### TASK DETAILS
Retype the line containing "# indicate a point on every instance of the waterfront" and each later line through the end of the listing, exactly as written, with no other lines.

--- INFORMATION Enclosed Below ---

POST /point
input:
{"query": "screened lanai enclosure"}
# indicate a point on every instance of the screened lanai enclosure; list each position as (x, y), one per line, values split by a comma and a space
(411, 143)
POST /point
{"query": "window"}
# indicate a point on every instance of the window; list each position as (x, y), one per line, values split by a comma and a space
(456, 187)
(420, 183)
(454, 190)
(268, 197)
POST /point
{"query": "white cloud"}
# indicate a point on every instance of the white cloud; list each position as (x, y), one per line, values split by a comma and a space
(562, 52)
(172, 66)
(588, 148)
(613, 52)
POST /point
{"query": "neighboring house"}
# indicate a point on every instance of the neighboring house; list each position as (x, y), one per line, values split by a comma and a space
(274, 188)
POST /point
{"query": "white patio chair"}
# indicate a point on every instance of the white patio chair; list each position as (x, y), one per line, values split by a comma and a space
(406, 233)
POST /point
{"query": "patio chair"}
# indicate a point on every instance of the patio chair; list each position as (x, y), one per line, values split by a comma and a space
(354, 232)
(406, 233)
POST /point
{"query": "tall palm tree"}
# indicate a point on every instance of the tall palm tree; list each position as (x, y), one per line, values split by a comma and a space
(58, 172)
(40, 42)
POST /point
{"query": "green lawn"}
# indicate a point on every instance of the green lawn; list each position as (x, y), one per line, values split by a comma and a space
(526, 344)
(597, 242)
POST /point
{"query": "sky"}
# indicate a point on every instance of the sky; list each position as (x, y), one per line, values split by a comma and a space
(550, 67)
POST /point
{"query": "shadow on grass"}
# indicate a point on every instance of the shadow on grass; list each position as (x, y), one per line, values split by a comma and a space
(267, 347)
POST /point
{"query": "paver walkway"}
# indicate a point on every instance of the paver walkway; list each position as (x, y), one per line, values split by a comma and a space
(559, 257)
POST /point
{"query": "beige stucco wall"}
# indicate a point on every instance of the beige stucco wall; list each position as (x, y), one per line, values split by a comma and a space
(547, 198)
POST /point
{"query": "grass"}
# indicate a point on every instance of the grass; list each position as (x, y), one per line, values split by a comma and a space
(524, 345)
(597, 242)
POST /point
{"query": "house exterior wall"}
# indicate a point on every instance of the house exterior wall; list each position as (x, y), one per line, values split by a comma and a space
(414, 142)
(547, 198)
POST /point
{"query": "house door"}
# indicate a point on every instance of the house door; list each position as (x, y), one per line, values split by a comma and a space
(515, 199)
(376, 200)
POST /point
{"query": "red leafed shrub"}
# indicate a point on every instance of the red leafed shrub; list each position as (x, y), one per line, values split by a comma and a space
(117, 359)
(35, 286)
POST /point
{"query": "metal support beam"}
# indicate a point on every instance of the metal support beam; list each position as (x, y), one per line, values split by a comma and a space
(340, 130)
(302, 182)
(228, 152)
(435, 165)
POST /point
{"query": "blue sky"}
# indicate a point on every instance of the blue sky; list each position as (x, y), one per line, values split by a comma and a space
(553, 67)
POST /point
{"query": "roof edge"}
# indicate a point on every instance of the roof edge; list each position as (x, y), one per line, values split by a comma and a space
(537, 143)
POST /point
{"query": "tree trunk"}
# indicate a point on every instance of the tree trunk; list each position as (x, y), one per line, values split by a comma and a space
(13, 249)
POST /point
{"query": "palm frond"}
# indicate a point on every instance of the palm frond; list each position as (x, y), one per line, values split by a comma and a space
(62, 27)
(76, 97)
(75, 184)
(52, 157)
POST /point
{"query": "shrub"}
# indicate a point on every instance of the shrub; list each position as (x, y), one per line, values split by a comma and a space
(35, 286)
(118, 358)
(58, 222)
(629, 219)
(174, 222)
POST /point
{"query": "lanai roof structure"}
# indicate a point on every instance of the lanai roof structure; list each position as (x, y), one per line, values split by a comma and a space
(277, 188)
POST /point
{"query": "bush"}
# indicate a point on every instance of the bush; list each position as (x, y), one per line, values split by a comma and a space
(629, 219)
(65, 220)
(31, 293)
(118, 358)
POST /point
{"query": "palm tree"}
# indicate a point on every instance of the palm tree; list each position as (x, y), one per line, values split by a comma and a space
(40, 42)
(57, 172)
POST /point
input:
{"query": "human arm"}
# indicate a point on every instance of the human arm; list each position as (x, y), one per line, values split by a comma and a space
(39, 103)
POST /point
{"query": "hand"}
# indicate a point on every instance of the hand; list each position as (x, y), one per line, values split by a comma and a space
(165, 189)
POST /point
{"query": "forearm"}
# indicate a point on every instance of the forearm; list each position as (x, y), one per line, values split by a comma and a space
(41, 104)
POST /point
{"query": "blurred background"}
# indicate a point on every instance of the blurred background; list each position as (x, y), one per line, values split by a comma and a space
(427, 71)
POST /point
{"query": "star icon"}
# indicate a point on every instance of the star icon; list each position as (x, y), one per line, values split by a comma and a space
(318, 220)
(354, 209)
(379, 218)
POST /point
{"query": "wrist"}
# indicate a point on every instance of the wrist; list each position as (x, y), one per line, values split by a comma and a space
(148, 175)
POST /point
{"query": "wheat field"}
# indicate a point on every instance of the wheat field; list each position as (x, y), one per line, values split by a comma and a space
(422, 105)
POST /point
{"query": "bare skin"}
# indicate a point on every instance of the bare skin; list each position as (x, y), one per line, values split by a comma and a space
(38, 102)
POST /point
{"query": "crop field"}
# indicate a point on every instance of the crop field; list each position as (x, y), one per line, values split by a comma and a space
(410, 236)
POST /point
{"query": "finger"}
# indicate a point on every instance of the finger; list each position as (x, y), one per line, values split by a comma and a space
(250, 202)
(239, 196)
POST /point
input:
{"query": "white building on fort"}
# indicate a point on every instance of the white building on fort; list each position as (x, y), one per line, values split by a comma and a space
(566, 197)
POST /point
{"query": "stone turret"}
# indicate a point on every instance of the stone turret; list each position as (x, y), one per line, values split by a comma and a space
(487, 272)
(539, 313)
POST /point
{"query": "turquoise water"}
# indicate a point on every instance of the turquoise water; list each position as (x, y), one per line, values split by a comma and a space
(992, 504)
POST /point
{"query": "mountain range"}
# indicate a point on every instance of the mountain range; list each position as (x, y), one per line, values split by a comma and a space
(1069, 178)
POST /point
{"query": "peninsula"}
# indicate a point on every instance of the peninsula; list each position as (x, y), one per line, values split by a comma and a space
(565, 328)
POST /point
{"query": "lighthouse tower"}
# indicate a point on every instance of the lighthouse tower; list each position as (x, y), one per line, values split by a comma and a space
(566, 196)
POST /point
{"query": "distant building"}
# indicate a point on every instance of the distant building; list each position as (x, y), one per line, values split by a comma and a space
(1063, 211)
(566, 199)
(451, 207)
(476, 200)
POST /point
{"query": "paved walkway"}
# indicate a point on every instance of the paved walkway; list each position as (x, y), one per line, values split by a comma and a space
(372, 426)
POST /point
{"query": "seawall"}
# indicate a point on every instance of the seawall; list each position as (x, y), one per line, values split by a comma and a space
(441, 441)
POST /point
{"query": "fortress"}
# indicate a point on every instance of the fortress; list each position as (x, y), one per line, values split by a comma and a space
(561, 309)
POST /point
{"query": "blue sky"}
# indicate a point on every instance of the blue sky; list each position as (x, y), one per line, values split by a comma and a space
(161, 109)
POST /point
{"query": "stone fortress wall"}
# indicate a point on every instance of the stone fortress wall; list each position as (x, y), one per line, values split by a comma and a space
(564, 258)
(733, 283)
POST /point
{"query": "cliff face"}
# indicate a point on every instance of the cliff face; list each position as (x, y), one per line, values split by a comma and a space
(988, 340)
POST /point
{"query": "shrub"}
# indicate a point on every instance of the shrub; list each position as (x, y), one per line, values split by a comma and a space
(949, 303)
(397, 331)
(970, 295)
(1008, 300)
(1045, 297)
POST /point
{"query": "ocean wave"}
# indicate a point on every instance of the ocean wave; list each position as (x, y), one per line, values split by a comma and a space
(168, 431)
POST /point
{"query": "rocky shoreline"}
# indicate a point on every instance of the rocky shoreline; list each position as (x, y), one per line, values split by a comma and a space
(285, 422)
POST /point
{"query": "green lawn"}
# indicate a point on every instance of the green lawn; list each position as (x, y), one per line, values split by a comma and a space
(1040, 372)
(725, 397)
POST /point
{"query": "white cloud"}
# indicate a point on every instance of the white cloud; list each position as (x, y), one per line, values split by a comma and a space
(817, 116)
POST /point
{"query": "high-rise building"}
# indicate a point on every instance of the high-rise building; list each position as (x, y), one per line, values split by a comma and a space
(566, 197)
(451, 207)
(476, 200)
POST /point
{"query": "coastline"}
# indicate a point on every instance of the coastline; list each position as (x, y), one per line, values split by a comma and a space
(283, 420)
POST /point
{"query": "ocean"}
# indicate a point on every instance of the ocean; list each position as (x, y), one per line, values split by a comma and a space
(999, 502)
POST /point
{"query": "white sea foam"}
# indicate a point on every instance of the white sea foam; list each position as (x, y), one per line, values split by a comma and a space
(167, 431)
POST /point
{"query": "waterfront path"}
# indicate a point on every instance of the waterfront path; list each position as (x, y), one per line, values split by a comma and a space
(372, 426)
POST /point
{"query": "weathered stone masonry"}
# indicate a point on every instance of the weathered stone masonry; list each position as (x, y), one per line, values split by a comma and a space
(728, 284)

--- End of Enclosed INFORMATION ---

### YOUR RESPONSE
# indicate a point on every instance of the waterfront path; list each position as (x, y), one per line, values split by a comma and a space
(372, 426)
POST /point
{"query": "weathered stone masonry"}
# indicate a point on every instance of the weathered stone masonry; list each position as (x, y), one per line, values split by a comma and a space
(728, 284)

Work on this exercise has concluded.